--- TEKS BACAAN ---
Baca berita dengan sedikit iklan, klik di sini

Arsip

Nama Pun Masalah Politik

8 Juni 2015 | 00.00 WIB

Image of Tempo
Perbesar

Baca berita dengan sedikit iklan, klik di sini

PADA 2012, tak lama setelah konflik komunal berdarah di Rakhine antara masyarakat muslim, terutama Rohingya, dan nonmuslim, terutama Buddha Rakhine, Ko Ko Hlaing masih menganggap enteng masalah di negara bagian termiskin kedua di Myanmar itu. Saat berbicara dengan kawannya, Kepala Penasihat Politik Kantor Presiden Republik Uni Myanmar yang kini berusia 59 tahun ini menganggapnya "hanya seperti sepotong kue", dibandingkan dengan banyaknya masalah lain di Myanmar.

Mantan tentara ini salah perhitungan. Tiga tahun kemudian, dampak konflik yang menyebabkan tewasnya 192 orang dan menyebabkan lebih dari 140 ribu orang mengungsi itu-kebanyakan muslim Rohingya-bukannya hilang. Masalah "kecil" itu kini justru menempatkan Myanmar kembali menjadi target tekanan masyarakat internasional, termasuk dari Thailand, Malaysia, dan Indonesia, yang ikut ketempuhan banjir penumpang kapal gelap yang kebanyakan warga Rohingya. Di kantornya yang tenang di kawasan Bahan, Yangon, Selasa pekan lalu, Ko Ko Hlaing, yang saat itu mengenakan pakaian tradisional sarung dan hem, menjelaskan kepada Purwani Diyah Prabandari dari Tempo berbagai isu mengenai masalah Rohingya.

Setelah tekanan keras masyarakat internasional, terutama dari Indonesia, Malaysia, dan Thailand, apa yang telah dilakukan pemerintah Myanmar?

Yang pasti, kami berupaya menyelesaikan masalah ini. Seperti diminta negara-negara yang terkena dampak dari orang-orang ini bahwa kami harus menangani akar masalahnya. Tapi akar masalah ini sangat rumit.

Rumit bagaimana?

Sebenarnya ini karena masalah kemiskinan yang sangat akut. Di Myanmar, masalahnya lebih rumit: kemiskinan dan politik. Kami tetap mencoba menyelesaikan masalah ini semampu kami. Namun pemerintah tak bisa menyelesaikannya sendiri dalam waktu cepat.

Bagaimana rencana penyelesaiannya?

Kami memiliki rencana jangka pendek, menengah, dan panjang. Untuk jangka pendek, sekarang ini ada sekitar 100 ribu orang yang tinggal di kamp-kamp pengungsi (internally displaced persons). Kami perlu membantu mereka. Kemudian, kami akan menyelesaikan konflik komunal di Rakhine. Pada waktu bersamaan kami mempertimbangkan penempatan (resettlement) dan reintegrasi orang-orang di kamp tersebut. Ini sangat sensitif, terutama pada masa yang cukup politis sekarang ini.

--- DAFTAR DATA ---

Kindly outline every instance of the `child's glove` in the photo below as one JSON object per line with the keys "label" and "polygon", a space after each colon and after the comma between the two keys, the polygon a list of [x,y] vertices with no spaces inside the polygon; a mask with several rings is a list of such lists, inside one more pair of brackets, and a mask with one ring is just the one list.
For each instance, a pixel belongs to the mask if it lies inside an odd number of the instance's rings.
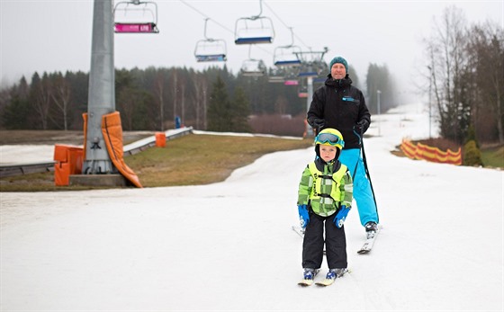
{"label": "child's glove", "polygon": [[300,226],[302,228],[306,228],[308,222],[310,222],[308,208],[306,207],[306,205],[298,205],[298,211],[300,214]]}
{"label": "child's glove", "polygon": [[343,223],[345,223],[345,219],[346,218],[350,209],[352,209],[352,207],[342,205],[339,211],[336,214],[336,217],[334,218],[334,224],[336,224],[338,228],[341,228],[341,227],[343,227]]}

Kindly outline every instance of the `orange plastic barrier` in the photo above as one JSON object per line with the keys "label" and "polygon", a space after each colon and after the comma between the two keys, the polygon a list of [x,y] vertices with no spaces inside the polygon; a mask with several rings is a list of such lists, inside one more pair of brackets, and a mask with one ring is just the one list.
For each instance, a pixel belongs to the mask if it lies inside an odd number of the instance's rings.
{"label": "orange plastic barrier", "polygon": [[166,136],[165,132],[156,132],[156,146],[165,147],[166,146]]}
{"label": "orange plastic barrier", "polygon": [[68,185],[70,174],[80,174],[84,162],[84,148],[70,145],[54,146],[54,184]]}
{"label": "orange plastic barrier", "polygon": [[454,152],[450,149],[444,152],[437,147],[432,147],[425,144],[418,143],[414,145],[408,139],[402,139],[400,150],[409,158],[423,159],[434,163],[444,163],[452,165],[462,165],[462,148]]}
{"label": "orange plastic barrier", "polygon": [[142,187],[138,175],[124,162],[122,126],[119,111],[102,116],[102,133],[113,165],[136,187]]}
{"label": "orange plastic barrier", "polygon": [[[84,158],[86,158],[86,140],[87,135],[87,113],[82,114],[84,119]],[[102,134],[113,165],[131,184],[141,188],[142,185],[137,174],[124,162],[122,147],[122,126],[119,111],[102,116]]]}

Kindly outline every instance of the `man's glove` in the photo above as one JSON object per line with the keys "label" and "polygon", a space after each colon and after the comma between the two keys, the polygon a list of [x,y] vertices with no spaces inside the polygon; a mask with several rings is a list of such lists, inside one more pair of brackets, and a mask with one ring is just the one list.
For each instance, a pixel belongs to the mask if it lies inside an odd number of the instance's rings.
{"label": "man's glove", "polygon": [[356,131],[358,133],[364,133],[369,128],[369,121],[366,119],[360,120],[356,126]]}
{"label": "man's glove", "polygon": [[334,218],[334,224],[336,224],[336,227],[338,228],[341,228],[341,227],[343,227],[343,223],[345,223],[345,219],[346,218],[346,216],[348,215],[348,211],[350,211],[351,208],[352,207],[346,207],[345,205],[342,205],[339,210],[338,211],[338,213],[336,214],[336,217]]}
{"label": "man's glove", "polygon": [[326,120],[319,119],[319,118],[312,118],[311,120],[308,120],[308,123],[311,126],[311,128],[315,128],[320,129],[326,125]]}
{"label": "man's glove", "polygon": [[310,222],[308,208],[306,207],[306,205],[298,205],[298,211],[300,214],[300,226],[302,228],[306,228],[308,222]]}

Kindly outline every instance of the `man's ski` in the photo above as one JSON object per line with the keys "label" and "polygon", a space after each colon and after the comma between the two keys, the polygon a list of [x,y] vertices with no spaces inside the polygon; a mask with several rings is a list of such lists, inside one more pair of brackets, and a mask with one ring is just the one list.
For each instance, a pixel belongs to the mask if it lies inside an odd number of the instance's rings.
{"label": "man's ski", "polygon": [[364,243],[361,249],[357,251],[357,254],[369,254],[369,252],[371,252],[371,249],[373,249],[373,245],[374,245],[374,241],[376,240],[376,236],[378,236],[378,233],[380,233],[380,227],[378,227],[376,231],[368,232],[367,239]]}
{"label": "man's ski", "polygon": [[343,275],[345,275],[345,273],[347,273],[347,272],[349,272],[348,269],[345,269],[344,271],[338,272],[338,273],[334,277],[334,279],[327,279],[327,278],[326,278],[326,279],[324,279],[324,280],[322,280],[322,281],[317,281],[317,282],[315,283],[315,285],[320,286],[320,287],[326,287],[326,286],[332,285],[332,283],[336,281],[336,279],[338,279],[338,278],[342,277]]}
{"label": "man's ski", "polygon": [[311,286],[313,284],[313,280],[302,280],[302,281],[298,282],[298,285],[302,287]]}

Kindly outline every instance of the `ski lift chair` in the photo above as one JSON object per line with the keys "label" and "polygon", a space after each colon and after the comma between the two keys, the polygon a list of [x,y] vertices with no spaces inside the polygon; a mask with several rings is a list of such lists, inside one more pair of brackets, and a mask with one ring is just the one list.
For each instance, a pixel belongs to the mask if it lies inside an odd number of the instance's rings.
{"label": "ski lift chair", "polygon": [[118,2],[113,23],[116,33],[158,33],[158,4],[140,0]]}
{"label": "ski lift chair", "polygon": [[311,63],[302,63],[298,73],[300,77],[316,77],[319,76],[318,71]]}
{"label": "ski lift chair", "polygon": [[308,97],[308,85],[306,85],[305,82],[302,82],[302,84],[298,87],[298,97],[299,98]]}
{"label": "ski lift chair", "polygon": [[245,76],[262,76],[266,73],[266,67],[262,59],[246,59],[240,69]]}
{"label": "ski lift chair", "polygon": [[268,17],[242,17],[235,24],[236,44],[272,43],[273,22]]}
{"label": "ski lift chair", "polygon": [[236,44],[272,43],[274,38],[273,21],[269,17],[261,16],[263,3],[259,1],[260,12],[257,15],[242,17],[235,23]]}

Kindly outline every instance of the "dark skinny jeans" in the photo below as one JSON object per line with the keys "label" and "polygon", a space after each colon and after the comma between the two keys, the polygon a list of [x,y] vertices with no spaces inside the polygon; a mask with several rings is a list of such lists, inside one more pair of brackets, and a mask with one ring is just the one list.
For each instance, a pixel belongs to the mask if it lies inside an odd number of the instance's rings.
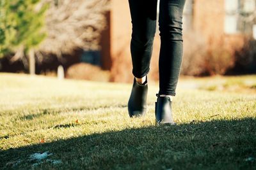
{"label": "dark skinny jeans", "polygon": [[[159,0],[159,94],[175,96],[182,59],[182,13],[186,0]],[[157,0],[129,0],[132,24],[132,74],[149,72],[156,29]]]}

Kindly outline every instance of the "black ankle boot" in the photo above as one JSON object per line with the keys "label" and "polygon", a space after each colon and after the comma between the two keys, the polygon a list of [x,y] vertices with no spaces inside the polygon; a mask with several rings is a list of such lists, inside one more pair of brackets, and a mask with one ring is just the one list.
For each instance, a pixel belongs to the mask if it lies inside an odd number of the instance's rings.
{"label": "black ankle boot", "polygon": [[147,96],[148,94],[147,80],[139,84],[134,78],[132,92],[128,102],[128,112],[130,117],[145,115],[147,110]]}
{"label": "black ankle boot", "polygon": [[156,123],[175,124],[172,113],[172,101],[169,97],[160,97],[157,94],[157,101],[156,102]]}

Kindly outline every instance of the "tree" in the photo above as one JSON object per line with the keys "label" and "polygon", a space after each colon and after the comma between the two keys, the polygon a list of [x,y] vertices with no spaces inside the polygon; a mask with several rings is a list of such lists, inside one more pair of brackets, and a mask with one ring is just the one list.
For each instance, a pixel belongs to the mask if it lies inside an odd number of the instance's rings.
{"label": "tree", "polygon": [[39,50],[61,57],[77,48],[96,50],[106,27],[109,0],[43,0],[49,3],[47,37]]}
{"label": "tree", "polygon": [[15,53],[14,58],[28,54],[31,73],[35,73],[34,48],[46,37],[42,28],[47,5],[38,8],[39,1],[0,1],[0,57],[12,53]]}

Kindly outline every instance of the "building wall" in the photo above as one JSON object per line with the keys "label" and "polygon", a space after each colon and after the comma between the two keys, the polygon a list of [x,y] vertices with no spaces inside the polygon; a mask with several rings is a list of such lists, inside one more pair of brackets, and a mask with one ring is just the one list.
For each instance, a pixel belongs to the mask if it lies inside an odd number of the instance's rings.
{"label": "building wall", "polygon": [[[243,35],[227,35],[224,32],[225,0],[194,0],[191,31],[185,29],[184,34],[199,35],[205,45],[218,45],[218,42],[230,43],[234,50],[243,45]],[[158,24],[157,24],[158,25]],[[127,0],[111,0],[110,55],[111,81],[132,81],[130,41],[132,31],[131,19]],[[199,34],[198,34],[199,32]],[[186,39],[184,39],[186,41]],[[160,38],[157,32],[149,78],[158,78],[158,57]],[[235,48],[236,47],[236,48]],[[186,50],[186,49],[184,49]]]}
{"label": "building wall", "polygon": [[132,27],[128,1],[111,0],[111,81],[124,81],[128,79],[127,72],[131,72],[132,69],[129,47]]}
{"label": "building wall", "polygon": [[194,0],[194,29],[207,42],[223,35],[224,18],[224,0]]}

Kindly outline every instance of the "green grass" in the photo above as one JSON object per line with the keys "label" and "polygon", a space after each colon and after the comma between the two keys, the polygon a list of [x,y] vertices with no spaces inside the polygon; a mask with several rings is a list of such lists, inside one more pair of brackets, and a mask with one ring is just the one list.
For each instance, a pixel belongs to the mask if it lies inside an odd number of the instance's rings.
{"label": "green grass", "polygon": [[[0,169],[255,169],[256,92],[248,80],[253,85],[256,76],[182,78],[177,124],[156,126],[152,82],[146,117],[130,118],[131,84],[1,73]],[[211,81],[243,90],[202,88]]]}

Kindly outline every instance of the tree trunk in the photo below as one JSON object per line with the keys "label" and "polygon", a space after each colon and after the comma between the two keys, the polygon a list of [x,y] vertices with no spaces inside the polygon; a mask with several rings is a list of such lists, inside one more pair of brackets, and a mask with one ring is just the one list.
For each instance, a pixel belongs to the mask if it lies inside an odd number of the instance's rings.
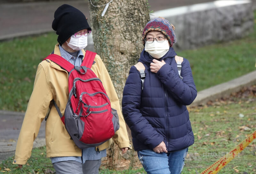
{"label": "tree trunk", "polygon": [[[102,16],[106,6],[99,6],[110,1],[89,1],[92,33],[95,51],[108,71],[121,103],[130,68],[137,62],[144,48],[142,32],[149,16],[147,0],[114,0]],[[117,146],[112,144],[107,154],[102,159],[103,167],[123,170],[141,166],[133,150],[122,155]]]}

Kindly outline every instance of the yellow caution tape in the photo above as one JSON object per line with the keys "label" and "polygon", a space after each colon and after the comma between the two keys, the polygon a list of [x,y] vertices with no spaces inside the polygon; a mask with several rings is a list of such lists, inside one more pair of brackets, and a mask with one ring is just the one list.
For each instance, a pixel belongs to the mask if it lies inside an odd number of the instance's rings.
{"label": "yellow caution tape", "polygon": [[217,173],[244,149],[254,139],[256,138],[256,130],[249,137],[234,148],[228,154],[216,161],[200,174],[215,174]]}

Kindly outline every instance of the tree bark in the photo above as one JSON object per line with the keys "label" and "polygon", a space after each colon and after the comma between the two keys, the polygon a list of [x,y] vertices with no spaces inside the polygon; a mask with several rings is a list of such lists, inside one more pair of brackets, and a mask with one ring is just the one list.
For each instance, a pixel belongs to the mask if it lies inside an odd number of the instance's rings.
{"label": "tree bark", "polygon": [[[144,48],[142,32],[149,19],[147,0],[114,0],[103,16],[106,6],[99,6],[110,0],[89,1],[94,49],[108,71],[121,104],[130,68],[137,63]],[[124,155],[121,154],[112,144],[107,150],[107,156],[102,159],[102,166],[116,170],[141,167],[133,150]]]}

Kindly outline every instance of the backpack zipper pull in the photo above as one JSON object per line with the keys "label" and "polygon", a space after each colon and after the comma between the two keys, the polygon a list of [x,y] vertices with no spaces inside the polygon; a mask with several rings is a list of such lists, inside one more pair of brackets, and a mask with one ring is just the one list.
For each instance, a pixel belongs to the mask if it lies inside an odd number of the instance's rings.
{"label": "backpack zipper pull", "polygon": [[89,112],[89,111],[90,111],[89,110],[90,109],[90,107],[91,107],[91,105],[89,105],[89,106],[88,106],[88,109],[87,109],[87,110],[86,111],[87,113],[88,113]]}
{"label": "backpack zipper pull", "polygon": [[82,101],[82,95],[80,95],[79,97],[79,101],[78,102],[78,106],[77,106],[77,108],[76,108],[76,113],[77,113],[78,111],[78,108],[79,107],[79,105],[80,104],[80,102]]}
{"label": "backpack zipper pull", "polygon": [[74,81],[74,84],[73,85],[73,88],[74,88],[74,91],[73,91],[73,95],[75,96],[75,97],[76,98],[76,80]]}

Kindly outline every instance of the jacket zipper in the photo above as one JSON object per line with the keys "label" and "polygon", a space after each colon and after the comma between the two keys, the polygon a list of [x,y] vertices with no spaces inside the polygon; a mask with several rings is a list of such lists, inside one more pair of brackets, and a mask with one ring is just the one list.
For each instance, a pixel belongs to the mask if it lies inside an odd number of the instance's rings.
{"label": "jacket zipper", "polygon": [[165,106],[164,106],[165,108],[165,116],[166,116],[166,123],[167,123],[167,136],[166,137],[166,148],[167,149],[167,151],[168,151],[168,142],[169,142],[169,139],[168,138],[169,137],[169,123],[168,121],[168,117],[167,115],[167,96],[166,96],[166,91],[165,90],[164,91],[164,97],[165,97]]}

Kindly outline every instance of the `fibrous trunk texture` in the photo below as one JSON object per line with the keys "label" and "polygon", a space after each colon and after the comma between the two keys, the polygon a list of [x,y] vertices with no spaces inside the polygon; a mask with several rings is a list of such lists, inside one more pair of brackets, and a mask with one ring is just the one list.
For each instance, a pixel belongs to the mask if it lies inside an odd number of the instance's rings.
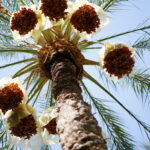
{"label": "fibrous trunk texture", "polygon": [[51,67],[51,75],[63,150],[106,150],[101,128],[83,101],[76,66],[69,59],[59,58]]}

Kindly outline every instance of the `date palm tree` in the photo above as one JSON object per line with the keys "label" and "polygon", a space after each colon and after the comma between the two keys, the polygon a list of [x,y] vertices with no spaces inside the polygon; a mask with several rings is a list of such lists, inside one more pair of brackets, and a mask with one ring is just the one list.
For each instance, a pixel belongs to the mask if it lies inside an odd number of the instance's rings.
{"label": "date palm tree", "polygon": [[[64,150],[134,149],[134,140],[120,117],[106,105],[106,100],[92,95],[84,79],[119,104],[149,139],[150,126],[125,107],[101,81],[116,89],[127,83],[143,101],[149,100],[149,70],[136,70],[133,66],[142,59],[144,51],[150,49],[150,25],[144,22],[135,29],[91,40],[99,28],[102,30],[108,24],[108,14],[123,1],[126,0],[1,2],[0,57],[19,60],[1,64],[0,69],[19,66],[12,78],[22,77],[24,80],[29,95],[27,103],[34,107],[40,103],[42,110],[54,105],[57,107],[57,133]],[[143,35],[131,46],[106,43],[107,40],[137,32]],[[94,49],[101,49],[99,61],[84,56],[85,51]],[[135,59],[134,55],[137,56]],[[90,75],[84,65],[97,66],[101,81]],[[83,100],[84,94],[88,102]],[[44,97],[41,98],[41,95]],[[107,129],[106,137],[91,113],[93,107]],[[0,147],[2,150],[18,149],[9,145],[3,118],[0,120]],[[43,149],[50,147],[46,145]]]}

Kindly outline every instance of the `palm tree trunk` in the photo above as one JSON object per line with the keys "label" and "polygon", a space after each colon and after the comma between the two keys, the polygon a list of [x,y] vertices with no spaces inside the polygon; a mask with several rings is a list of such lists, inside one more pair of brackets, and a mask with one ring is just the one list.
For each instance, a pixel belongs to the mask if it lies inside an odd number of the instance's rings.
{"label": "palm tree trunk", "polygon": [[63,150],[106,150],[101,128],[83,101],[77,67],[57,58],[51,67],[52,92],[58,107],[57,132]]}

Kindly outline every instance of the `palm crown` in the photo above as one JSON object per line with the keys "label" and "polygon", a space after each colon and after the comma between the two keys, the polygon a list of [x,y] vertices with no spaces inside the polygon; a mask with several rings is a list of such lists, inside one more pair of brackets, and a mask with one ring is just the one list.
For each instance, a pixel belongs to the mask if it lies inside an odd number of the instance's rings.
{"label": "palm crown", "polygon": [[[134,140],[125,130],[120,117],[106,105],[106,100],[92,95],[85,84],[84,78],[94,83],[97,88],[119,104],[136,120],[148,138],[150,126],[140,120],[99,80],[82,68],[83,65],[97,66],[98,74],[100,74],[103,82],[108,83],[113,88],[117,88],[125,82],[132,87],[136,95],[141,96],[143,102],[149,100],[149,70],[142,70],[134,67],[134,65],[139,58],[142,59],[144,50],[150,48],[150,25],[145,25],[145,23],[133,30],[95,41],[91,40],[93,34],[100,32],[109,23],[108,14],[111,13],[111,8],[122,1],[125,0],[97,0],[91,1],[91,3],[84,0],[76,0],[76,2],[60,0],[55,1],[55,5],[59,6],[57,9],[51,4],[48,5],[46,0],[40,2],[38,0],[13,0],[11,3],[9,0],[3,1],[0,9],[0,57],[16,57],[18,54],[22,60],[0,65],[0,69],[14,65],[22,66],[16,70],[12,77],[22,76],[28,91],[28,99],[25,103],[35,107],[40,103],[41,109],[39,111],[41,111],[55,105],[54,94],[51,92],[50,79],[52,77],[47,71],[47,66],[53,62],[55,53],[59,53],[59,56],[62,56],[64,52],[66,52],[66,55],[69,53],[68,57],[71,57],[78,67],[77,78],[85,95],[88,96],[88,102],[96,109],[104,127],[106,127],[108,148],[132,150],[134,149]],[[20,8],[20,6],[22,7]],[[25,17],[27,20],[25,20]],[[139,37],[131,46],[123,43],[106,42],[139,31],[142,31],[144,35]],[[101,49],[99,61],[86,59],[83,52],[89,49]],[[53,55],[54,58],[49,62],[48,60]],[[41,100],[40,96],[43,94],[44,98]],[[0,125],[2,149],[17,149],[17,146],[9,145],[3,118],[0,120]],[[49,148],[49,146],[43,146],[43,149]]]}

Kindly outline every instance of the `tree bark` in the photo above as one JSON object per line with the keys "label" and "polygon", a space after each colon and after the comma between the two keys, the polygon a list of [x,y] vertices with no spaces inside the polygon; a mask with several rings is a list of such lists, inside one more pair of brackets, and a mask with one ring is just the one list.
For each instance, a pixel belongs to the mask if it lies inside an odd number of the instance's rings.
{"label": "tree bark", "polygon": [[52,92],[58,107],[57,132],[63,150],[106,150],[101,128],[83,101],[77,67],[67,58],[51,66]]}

--- SOAL DAN TUGAS ---
#1 Menurut teks bacaan, berapa jumlah orang yang tewas akibat konflik komunal di Rakhine?
#2 Ketik ulang bagian teks bacaan mulai dari kata "Rumit bagaimana?" sampai dengan kata "dalam waktu cepat.".
Daftar di atas tidak ada hubungannya dengan teks bacaan.

--- KUNCI JAWABAN ---
#1 192 orang.

#2
Rumit bagaimana?

Sebenarnya ini karena masalah kemiskinan yang sangat akut. Di Myanmar, masalahnya lebih rumit: kemiskinan dan politik. Kami tetap mencoba menyelesaikan masalah ini semampu kami. Namun pemerintah tak bisa menyelesaikannya sendiri dalam waktu cepat.